_Exercise:_ Provide the count of lines below where "woman" occurs, with no other output.

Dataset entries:
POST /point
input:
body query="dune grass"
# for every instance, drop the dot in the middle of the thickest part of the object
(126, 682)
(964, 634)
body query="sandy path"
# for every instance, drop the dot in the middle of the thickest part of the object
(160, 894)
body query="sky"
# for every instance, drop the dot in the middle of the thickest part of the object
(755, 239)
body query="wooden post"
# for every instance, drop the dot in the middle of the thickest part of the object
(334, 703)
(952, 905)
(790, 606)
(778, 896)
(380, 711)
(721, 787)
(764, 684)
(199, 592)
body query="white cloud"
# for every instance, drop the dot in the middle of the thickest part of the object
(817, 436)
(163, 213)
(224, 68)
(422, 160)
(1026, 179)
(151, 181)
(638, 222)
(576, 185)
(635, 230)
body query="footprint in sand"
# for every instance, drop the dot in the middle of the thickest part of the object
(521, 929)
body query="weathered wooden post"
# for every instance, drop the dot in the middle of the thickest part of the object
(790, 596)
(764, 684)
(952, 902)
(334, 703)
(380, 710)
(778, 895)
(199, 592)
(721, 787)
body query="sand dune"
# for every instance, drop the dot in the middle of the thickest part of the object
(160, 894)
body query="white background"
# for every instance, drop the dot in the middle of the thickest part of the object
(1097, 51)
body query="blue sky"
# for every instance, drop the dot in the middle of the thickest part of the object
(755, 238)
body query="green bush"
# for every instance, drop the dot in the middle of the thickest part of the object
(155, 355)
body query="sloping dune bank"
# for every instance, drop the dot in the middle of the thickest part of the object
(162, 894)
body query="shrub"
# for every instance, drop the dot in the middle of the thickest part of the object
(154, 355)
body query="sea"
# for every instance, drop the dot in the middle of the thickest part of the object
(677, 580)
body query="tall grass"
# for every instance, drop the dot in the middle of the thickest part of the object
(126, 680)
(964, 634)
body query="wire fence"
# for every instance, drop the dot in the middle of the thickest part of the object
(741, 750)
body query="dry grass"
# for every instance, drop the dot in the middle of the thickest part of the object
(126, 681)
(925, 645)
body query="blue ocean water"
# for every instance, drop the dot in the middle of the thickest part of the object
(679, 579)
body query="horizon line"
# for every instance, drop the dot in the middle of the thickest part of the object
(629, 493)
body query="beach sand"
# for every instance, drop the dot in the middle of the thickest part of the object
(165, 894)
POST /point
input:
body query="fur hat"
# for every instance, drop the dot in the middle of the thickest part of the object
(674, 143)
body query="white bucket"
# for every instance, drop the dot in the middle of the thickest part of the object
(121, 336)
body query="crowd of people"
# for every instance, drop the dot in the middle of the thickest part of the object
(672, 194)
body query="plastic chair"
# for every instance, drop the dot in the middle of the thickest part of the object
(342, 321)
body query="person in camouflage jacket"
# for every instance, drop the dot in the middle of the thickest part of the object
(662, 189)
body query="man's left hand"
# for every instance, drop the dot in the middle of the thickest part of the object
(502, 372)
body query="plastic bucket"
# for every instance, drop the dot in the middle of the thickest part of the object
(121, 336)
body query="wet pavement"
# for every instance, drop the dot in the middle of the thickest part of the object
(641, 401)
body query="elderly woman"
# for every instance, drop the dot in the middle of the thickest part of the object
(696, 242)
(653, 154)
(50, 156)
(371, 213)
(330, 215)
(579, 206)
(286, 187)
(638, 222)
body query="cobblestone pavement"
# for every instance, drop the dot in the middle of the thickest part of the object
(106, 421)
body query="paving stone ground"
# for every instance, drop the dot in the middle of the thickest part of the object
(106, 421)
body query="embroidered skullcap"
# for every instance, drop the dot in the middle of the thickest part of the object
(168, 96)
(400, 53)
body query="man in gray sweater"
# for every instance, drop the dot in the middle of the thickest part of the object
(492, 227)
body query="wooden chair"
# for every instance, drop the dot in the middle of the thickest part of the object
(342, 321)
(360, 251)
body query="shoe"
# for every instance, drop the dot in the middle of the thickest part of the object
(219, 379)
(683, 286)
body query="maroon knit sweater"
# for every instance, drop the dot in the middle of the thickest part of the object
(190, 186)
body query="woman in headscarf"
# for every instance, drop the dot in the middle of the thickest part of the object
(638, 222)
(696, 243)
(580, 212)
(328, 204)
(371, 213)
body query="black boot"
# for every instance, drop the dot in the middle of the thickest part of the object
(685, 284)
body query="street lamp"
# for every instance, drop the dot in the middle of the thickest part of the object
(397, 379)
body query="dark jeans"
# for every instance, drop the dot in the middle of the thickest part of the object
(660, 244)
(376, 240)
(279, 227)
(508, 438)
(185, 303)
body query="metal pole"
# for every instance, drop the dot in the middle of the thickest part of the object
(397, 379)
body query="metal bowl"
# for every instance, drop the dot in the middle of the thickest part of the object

_Written solution:_ 2